*TASK INSTRUCTIONS*
A - Write out the passage of the Cub Cadet thread between "# Questions about" and "(Nov 14, 2006)", inclusive, word for word.
B - Extract each line of the rows that contains the string "gravel". The match is case-sensitive.

*SELECTED TEXT*

..........

# Questions about CC



## StanR (Jun 30, 2010)

I have 2 acres and the Cub Cadet site has their info on the 1000 series posted online. No negative anything. I find that hard to believe. Anyone have any negative experiences with the 1000 series?


----------



## Hoodoo Valley (Nov 14, 2006)

Never owned one personally, but welcome to the forum! Do you happen to own one?


----------



## wjjones (May 28, 2010)

I have a friend that got the gt1554 and it is a pretty good tractor, he had a little trouble but it turned out to be his fault for putting dirty/watered gas in the tank. The TSC store he got it from fixed it under warranty anyway though.


----------



## lsmurphy (Sep 12, 2008)

I went through 3 1050s from HD. This got me into the older Cubs. Look for 782 or other.

..........

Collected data
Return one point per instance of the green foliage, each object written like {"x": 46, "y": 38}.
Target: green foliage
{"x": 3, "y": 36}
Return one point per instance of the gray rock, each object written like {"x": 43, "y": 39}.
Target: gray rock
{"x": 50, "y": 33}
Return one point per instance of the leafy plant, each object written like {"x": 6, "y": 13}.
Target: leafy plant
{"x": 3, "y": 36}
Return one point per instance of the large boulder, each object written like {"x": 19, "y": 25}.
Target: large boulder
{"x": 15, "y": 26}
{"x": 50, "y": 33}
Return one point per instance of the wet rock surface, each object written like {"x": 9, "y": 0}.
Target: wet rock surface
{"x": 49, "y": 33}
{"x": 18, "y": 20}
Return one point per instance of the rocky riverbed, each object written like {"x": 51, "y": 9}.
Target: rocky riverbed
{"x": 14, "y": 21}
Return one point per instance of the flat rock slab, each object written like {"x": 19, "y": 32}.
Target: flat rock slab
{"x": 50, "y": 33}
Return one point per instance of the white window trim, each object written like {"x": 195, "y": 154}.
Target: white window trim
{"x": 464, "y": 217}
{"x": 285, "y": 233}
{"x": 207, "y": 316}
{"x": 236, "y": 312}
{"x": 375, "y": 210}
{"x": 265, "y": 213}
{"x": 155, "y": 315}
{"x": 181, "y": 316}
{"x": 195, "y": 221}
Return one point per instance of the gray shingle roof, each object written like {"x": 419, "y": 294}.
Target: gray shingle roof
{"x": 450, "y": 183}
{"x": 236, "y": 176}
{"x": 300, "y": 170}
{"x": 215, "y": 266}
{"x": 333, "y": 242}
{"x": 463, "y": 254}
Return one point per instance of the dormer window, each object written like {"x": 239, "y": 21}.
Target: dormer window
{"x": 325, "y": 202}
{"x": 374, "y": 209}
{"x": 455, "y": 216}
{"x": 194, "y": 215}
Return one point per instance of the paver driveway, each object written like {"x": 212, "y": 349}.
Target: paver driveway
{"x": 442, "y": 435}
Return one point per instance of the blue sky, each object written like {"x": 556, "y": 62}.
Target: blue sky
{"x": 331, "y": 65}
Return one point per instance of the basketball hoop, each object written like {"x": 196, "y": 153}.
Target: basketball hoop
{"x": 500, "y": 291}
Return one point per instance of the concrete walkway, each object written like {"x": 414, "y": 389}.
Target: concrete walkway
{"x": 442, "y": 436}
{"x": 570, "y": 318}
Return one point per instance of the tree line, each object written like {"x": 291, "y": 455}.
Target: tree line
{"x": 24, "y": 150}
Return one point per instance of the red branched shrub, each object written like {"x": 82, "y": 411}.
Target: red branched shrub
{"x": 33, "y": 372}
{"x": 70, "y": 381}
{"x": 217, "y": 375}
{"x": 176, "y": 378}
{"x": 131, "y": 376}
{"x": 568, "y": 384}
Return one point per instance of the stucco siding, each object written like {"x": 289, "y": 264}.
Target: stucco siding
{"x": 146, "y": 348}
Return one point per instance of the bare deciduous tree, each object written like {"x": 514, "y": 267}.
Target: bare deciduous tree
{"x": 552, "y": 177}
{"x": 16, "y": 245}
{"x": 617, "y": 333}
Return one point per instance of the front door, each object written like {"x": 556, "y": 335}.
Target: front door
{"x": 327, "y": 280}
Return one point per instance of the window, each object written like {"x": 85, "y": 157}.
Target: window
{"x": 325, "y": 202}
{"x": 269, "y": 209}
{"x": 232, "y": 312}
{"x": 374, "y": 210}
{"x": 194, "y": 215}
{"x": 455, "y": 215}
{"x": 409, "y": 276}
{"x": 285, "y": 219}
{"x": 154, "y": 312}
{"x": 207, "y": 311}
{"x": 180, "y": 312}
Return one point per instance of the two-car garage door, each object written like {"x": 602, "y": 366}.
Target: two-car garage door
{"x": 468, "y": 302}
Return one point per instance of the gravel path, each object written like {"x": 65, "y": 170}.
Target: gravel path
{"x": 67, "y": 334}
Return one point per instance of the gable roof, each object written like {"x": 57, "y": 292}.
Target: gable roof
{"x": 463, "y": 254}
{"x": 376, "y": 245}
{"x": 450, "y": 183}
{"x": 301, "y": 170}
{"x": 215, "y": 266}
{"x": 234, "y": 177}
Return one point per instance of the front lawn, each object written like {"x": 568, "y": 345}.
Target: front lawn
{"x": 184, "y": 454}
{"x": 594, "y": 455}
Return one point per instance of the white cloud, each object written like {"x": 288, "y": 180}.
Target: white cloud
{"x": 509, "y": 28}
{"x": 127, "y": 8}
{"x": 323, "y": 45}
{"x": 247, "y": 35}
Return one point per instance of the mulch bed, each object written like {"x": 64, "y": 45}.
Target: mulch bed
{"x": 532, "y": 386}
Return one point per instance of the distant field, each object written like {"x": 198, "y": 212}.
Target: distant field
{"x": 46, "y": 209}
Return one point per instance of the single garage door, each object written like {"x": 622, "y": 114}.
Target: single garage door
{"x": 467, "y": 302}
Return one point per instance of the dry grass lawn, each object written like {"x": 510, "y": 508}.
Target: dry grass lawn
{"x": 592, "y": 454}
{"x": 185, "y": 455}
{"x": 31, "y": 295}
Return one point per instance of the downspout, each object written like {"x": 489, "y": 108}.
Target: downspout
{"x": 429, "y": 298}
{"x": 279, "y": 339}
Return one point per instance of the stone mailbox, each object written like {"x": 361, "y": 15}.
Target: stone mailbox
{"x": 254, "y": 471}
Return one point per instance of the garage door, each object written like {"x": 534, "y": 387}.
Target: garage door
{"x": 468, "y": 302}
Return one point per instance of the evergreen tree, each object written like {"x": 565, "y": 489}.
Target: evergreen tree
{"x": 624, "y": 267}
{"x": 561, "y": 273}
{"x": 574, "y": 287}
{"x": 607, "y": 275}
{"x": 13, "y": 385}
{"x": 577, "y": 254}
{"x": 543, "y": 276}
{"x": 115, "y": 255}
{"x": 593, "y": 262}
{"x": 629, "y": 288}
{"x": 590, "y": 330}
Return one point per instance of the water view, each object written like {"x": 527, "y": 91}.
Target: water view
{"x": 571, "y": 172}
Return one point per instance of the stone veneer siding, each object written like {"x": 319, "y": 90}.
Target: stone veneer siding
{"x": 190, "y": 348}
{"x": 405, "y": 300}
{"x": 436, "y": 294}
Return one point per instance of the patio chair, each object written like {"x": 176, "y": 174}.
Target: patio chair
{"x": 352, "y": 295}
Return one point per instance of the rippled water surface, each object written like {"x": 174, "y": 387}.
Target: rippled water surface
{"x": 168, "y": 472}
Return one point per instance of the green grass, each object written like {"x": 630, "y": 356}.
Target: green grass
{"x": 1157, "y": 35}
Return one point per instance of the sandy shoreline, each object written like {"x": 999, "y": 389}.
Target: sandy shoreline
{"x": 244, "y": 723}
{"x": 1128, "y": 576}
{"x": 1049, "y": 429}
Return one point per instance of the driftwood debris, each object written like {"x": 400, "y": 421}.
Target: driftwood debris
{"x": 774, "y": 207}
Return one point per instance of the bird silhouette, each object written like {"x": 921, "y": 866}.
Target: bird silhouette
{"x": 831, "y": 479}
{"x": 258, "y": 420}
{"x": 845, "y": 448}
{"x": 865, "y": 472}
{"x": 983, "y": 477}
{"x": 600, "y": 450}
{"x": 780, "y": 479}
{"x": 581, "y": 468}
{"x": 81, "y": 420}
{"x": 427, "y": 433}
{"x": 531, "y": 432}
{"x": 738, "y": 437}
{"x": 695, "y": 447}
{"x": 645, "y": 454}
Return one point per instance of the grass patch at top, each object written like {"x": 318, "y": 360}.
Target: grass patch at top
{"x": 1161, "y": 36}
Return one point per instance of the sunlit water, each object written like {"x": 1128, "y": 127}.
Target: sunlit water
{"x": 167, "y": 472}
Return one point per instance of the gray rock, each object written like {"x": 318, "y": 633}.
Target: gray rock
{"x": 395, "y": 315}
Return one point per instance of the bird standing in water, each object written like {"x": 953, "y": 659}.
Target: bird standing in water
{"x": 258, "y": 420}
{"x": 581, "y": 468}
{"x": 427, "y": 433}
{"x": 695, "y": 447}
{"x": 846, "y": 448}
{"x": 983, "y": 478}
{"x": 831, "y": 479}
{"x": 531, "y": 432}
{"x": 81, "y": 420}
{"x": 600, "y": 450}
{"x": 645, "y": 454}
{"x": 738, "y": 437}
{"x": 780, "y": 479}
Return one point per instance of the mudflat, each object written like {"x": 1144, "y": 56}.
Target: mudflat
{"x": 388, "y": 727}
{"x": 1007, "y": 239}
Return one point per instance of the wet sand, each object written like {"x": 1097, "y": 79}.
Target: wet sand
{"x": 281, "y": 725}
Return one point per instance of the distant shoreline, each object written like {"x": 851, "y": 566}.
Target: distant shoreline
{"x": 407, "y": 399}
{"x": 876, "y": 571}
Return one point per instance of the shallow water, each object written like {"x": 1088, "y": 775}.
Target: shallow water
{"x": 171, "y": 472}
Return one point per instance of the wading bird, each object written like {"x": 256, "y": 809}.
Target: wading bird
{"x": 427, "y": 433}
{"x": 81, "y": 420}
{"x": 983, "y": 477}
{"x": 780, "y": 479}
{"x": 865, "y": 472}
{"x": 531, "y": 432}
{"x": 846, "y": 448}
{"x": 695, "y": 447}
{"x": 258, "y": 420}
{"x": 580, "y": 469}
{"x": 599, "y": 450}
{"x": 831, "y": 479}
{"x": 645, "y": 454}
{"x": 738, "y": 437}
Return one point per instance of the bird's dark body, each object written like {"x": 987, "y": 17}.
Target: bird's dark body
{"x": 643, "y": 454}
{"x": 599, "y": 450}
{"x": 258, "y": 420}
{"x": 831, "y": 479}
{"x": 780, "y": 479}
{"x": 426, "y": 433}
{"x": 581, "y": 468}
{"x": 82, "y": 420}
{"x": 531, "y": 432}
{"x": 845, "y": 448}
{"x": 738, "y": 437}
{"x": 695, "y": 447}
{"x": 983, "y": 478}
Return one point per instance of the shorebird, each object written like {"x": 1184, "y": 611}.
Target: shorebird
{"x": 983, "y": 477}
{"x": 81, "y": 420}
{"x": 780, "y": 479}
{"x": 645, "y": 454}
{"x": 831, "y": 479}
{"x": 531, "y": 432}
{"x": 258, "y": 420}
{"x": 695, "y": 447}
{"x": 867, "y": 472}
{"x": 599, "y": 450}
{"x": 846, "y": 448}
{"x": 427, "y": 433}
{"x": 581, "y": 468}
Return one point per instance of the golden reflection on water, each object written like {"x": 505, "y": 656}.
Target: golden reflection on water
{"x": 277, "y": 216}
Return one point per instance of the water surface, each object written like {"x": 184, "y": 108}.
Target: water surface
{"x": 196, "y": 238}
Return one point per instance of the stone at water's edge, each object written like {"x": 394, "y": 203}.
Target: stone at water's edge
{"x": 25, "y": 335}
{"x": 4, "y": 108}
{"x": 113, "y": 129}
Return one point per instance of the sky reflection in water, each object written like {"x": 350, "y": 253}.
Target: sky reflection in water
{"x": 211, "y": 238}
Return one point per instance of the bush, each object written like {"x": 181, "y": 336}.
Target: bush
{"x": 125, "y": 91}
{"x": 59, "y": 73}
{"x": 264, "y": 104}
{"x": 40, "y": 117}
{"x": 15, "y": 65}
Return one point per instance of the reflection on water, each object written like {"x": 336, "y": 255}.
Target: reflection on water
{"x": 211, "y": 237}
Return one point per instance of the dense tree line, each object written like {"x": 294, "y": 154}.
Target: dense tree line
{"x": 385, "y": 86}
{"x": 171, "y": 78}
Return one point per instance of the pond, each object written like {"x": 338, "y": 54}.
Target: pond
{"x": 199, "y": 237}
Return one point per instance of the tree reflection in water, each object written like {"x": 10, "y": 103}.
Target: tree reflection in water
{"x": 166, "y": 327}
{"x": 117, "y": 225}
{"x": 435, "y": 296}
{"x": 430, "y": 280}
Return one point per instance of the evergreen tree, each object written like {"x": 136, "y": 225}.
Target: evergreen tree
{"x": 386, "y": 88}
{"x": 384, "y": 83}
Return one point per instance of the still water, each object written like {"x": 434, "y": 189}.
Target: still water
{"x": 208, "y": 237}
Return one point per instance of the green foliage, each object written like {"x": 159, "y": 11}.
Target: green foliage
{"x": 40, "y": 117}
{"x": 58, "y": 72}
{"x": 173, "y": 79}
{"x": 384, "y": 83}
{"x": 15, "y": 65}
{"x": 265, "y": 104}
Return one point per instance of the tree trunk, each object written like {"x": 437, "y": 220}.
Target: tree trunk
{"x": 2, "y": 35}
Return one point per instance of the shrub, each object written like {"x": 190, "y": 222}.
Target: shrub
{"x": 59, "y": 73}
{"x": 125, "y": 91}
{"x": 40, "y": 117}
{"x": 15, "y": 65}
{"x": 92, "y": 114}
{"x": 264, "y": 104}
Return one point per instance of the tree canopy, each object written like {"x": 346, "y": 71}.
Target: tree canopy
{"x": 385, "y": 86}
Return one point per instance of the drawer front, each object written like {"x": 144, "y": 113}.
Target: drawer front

..........

*ANSWERS TO THE TASKS*
A -
# Questions about CC



## StanR (Jun 30, 2010)

I have 2 acres and the Cub Cadet site has their info on the 1000 series posted online. No negative anything. I find that hard to believe. Anyone have any negative experiences with the 1000 series?


----------



## Hoodoo Valley (Nov 14, 2006)

B -
Return one point per instance of the gravel path, each object written like {"x": 65, "y": 170}.
Target: gravel path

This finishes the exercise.